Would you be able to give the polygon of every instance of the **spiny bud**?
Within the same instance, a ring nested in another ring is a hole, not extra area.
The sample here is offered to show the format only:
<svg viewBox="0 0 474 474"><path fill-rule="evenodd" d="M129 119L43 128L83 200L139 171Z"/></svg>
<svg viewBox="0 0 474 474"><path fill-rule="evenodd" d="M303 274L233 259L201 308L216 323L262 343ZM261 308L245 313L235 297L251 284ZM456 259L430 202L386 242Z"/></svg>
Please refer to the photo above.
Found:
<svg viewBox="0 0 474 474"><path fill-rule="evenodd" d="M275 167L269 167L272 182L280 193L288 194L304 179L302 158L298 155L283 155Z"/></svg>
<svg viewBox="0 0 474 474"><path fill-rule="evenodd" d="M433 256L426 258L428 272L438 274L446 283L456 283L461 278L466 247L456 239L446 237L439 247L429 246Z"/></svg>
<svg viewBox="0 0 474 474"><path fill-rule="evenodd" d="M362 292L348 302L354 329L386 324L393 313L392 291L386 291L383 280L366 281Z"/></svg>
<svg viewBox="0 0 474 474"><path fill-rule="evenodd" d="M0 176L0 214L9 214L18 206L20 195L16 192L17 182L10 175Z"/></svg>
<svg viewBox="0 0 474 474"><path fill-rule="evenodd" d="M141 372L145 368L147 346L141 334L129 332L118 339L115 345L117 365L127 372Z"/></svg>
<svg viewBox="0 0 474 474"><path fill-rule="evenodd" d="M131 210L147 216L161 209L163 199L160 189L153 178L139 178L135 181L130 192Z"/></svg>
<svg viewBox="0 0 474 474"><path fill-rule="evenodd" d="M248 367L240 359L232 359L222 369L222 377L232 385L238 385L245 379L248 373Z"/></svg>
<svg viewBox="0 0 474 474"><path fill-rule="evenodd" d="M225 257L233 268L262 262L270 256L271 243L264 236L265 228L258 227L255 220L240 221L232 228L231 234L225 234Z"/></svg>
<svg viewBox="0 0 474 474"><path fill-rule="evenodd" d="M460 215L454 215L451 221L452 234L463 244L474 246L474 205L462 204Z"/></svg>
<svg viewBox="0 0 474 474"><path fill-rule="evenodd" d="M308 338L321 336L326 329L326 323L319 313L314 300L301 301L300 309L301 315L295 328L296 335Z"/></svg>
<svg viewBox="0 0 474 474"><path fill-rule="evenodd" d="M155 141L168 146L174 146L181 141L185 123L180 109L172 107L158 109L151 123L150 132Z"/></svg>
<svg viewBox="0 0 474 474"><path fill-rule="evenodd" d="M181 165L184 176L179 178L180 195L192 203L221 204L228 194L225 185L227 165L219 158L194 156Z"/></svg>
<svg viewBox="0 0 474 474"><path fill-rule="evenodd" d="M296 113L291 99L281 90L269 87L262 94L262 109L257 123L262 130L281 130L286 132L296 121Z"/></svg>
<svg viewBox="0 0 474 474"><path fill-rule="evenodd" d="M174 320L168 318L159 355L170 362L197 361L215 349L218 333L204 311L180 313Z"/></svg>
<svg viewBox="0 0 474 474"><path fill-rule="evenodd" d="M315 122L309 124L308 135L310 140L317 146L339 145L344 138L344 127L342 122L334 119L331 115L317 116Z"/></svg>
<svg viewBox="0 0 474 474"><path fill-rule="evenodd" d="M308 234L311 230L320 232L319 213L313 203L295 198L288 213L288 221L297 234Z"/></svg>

== == ==

Copy everything from the start of the rows down to the line with "119L43 128L83 200L139", swapping "polygon" for "outline" and leaving all else as it is.

Response to the exercise >>
Would you be able to give the outline of every instance of the **spiny bud**?
Within the same instance, a ring nested in another ring is a hole, not extra area.
The sample here is offered to show the format only:
<svg viewBox="0 0 474 474"><path fill-rule="evenodd" d="M129 119L43 128L83 200L139 171Z"/></svg>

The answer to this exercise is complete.